§ 問題
[1] 小沢氏についての抜粋では、1984年に中曽根総理が幹事長に指名したのは誰か。
[2] 小沢氏についての抜粋を、最後の文の後から引き継いで書き進めてください。

§ 抜粋
+++

小沢氏はいったい何を考えているのか分かりづらい。
なぜ民主党内で小沢氏抜きでは選挙に勝てないほど信頼されているのだろうか。
たしかに民主党内で、小沢氏ほど自民党時代に幹事長を経験し、長い政治経験と資金力を持つ実力者はいない。
鳩山首相を影で操っていると誰の目にも移る。
衆議院選で民主党が大勝した。まず、大勝の原因は民主党鳩山代表への人気や小沢氏が田中角栄仕込の「どぶ板選挙」を候補者に徹底させたこともあるかも知れないが、それよりも自民党への風当たりの強さによる「政権交代」の反動があまりにも大きかったことが主たる勝因ではなかったかと誰もが思っている。
たしかに、民主党が大勝した勝因は、選挙のやり方に強い小沢氏の経験なくしては選挙に戦えなかっただろう。また、昨年国債増額を推されるために公約だったガソリン暫定税率廃止を、小沢氏の継続の要望によりすぐに撤回したことでも、その豪腕とさえいわれる行動は、小鳩政権といわれるほど小沢氏独裁政権という悪いイメージを持たせてしまった。
小沢幹事長は作戦を自ら考えているのかである。
民主党は自民党の慣習をうち破るべく誕生したはずだが、動かしている手法は、つまり、困った時は小沢氏が過去の自民党時代の師匠であった田中角栄氏や金丸信氏のやり方をそのまま実践しているふしがある。とくにドンといわれた金丸氏に着目してみると、 フリー百科事典『ウィキペディア(Wikipedia)』から、
第1は、金丸は自民党と社会党を解体・再編成して政権交代する二大政党を作るという政界再編構想と訪朝
小沢氏は自由党が民主党への合流による二大政党化と訪中
1984年、中曽根総理は金丸を幹事長に指名した。翌1985年、田中派内に勉強会「創政会」を結成する。1987年7月、「創政会」は「経世会」(竹下派)として正式に独立。竹下の総理就任後は経世会会長に就任した。

+++

§ 収集データ
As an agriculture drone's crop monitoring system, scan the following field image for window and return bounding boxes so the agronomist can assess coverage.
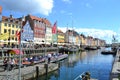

+++

§ 解答
[1] 金丸信。

[2]
1992年1月、宮澤政権誕生の功績で自由民主党副総裁に就任し、宮澤政権の支柱となった。
また、竹下派七奉行の中でも特に小沢一郎に目をかけ、1989年8月、竹下の反対を押し切って47歳の若さで自民党幹事長に就任させるなど、小沢の強力な後ろ盾となったが、七奉行の中で最年少の小沢重用は派内のベテラン議員の反発を招くことになり、後の竹下派分裂の引き金となった。
第1次海部俊樹内閣で小沢幹事長は、苦戦が予想された第39回衆院選を、自由主義体制の維持を名目に経済団体連合会(経団連)傘下の企業から選挙資金300億円を集め、勝利したなどの実績から「剛腕」と称された。
長く国会対策委員長をつとめて日本社会党議員と交流し、社会党との連携で党内対立を制する手法を身に付けた。1980年代末から、自民党と社会党を解体・再編成して政権交代する二大政党を作るという政界再編構想を抱くようになった。特に「足して二で割る。」という絶妙の妥協案は金丸国対とまで評されるほど絶妙なものであった。
1990年、日本社会党のつてを頼り田辺誠らと訪朝団を編成。団長として朝鮮民主主義人民共和国(北朝鮮)を訪問する。小沢氏も参加。(金丸訪朝団)
第2は、歴史をよく理解していないことが露呈
民主党の小沢一郎幹事長が10日午前、13日までの中国、韓国訪問に出発した。胡主席と会談 「私は人民軍野戦司令官」と発言した。どういう意味かはわからないが、自らを国家主席であるとでも言いたいのであろうか。共産主義国家と民主主義国家が同じではないことは誰でも分かることなのに、事実上民主党連立政権は、中国共産党体制そっくりで、鳩山内閣よりも党の小沢幹事長の方が力を持っている。バラバラの民主党をまとめるには中国共産党を参考にしているとの本音ではないか。
2009年12月12日、韓国ソウル国民大学校講演で、
「(日本の韓国植民地支配に触れ)日本国民として謝罪しなければならない歴史的事実だ」
「日本民族は大陸の騎馬民族の末裔であり、天皇家は韓国王朝の流れを汲む」(1948年に東京大学の江上波夫が提唱した説だがまったく否定されている。韓国自体が騎馬民族ではない)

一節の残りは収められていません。